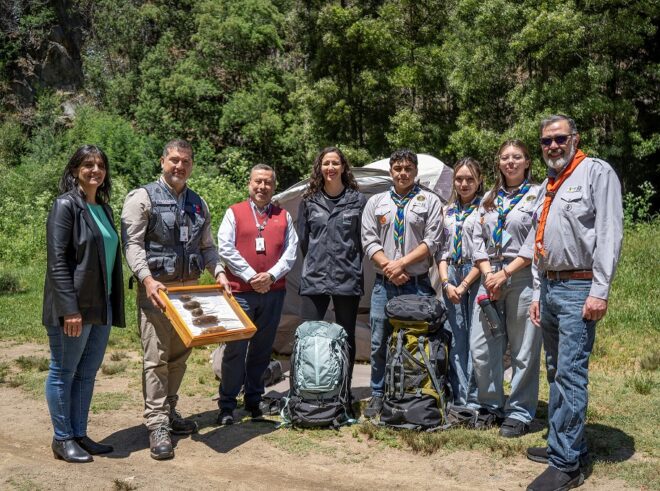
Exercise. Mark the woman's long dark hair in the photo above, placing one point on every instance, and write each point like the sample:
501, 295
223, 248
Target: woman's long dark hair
474, 167
316, 177
70, 183
489, 202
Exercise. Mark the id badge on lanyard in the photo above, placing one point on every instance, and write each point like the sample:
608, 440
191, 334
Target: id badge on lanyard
184, 230
259, 241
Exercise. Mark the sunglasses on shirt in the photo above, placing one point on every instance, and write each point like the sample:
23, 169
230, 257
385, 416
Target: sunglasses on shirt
546, 141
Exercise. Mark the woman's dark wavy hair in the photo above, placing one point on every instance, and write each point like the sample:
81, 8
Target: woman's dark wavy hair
474, 167
489, 202
70, 183
316, 177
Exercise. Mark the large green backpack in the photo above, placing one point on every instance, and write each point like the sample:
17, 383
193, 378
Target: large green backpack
417, 389
319, 377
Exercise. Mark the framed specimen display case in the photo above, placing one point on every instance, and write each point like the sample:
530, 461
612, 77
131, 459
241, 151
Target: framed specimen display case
205, 314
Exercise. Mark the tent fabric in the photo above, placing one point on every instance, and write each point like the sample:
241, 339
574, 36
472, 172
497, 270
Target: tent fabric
372, 179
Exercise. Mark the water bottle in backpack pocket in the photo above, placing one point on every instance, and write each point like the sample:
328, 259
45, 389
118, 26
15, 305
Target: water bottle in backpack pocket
318, 394
417, 389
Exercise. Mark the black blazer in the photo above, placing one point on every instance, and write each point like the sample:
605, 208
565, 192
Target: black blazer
76, 279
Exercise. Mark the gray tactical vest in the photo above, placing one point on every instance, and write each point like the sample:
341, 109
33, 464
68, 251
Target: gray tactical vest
168, 257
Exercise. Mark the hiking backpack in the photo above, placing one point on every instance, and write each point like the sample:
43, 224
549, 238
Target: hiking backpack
417, 389
319, 392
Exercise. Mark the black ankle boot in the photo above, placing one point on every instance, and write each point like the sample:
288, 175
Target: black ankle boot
92, 447
70, 451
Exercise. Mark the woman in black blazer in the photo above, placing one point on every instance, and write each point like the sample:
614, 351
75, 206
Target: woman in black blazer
83, 297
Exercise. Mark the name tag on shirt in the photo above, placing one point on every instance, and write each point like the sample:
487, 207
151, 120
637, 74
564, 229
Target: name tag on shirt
260, 244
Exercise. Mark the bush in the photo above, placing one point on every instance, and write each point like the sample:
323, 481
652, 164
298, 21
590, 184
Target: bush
637, 207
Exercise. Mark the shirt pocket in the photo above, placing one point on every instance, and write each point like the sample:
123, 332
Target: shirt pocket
383, 215
418, 213
571, 203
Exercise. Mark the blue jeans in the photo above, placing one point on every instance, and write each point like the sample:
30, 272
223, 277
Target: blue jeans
459, 317
568, 340
380, 327
244, 362
74, 362
488, 352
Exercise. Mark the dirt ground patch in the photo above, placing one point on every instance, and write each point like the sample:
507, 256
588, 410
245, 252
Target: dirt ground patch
248, 455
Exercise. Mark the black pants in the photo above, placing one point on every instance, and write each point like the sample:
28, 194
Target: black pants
313, 308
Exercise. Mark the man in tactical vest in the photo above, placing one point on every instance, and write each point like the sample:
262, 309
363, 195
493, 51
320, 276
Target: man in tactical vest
257, 242
167, 242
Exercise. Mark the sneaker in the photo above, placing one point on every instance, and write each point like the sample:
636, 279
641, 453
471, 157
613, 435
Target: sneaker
540, 455
513, 428
225, 417
180, 426
552, 479
160, 443
374, 407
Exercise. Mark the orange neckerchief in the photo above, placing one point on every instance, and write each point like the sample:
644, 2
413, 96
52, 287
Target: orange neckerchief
550, 190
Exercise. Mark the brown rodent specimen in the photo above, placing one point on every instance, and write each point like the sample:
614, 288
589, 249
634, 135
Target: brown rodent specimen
205, 319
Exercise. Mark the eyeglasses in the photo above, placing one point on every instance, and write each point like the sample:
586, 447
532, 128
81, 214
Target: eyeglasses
559, 139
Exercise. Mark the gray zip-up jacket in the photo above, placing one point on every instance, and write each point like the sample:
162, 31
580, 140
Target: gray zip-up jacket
330, 243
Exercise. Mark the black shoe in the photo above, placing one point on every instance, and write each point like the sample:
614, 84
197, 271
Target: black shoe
540, 455
92, 447
552, 479
180, 426
254, 410
485, 420
374, 407
70, 451
160, 443
225, 417
513, 428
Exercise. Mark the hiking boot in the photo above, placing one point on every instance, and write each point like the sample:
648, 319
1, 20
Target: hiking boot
160, 443
225, 417
374, 407
513, 428
540, 455
552, 479
180, 426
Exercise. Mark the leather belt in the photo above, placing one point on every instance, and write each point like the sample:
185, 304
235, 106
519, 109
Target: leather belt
579, 274
413, 279
460, 262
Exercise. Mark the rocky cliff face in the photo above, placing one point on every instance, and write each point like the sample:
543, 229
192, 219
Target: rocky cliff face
49, 37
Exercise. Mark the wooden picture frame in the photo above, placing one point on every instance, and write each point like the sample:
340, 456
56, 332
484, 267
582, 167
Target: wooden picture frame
221, 318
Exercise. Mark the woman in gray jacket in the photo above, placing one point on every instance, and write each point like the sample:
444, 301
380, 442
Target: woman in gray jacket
328, 228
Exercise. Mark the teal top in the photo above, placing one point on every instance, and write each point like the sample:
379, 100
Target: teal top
110, 239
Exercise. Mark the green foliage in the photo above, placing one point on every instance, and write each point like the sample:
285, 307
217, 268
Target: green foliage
219, 193
637, 207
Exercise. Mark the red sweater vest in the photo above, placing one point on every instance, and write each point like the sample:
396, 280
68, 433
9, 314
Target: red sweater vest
246, 234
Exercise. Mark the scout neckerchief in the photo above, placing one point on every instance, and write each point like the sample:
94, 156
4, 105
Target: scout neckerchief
550, 190
502, 213
460, 216
400, 206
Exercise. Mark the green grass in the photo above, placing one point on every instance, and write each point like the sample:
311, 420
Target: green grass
624, 385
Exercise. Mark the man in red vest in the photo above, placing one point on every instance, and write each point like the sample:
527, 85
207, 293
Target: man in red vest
257, 242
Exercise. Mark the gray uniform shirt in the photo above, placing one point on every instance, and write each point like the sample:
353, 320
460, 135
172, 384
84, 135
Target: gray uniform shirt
449, 232
584, 228
518, 225
135, 220
422, 222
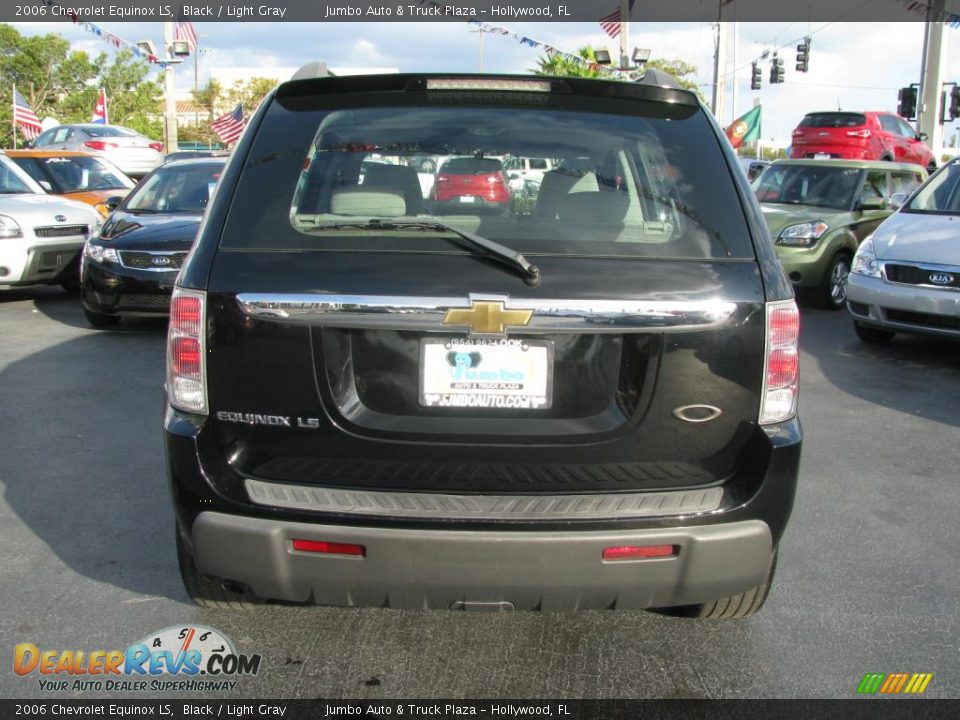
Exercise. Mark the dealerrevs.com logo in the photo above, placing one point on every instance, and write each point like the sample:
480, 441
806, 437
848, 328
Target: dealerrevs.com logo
182, 658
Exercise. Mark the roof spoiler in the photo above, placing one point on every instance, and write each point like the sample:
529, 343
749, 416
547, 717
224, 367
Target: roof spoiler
314, 69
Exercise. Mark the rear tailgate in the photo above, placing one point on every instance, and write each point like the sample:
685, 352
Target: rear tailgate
310, 380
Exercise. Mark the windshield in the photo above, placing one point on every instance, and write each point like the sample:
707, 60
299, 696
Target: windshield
830, 187
77, 173
624, 182
940, 195
175, 189
13, 180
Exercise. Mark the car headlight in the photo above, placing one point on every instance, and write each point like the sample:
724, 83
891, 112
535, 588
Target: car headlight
9, 227
865, 261
802, 234
98, 253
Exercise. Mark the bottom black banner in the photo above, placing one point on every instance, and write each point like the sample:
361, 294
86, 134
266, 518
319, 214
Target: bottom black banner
861, 709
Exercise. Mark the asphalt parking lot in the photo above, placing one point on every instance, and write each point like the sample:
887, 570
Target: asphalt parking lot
867, 580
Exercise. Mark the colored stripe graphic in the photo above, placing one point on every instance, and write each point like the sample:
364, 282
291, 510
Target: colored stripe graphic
894, 683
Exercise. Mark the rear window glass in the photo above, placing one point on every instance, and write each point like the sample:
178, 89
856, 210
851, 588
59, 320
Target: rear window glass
629, 177
837, 119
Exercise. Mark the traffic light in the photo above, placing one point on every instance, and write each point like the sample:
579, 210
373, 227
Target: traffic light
803, 55
776, 70
907, 105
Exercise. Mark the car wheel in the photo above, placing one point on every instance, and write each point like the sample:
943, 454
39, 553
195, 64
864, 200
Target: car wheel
833, 292
736, 606
99, 320
207, 591
872, 336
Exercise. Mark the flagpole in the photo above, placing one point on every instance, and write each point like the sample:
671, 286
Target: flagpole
13, 108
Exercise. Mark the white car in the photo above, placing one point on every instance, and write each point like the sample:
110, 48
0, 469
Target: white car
905, 277
41, 235
130, 151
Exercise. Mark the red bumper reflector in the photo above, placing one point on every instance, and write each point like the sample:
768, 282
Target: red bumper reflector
329, 548
639, 552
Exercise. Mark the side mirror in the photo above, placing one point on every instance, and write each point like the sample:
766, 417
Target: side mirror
873, 203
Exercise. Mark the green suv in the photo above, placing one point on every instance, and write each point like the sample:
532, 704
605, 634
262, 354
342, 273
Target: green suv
819, 211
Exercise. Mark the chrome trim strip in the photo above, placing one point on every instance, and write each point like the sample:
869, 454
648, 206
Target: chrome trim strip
484, 507
425, 314
926, 267
153, 252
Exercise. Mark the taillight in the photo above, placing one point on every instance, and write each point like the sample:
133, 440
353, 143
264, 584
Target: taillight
186, 347
780, 383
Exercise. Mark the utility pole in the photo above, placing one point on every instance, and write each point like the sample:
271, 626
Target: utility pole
170, 91
931, 81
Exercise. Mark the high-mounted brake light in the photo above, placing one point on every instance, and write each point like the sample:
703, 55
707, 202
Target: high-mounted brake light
186, 349
483, 84
781, 363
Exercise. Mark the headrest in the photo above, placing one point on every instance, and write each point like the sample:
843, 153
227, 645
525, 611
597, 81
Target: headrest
363, 202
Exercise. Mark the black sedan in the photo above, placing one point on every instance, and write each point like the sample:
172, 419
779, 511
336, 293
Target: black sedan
130, 269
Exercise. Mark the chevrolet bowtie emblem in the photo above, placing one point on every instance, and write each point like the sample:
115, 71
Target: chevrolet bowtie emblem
487, 318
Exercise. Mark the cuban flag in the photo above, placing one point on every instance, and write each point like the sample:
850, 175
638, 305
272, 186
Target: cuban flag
100, 111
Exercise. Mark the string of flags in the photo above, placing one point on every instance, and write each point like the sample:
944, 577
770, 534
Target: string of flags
546, 47
936, 14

★ ★ ★ ★ ★ ★ ★

TASK DETAILS
Give back, unchanged, every line from the one with "Exercise. Mark the utility" to the end of the entries above.

ANSWER TO THIS EXERCISE
Exercise. Mark the utility pole in the photo above, placing one point on every instance, and write each point like the sample:
271, 626
Target: utility pole
170, 91
931, 81
Exercise. Mark the high-mounted brake light in the photo above, placing one point on every instance, and write each point like the sample:
703, 55
707, 202
Target: high-mounted brake light
186, 349
483, 84
781, 363
Exercise. Mark the headrest in the photo above, placing one point on every instance, and write each point like the sample:
843, 153
227, 645
525, 611
597, 81
Target: headrest
363, 202
Exercise. Mark the black sedan in the photo above, placing one point on every instance, and write each point like the sample:
172, 419
779, 511
336, 293
Target: black sedan
130, 269
Exercise. Mark the chevrolet bowtie emblem in the photo above, placing one point on every instance, and write each point like the sample:
115, 71
Target: chevrolet bowtie emblem
487, 318
Exercise. Mark the cuban flag in the photo above, placing one point on every instance, and write each point like the sample:
850, 175
638, 305
272, 186
Target: cuban flag
100, 111
Exercise. Mark the string of flags in the photo above, placing one point on every instance, and write each point like the sample:
944, 577
770, 534
Target: string of flags
546, 47
936, 14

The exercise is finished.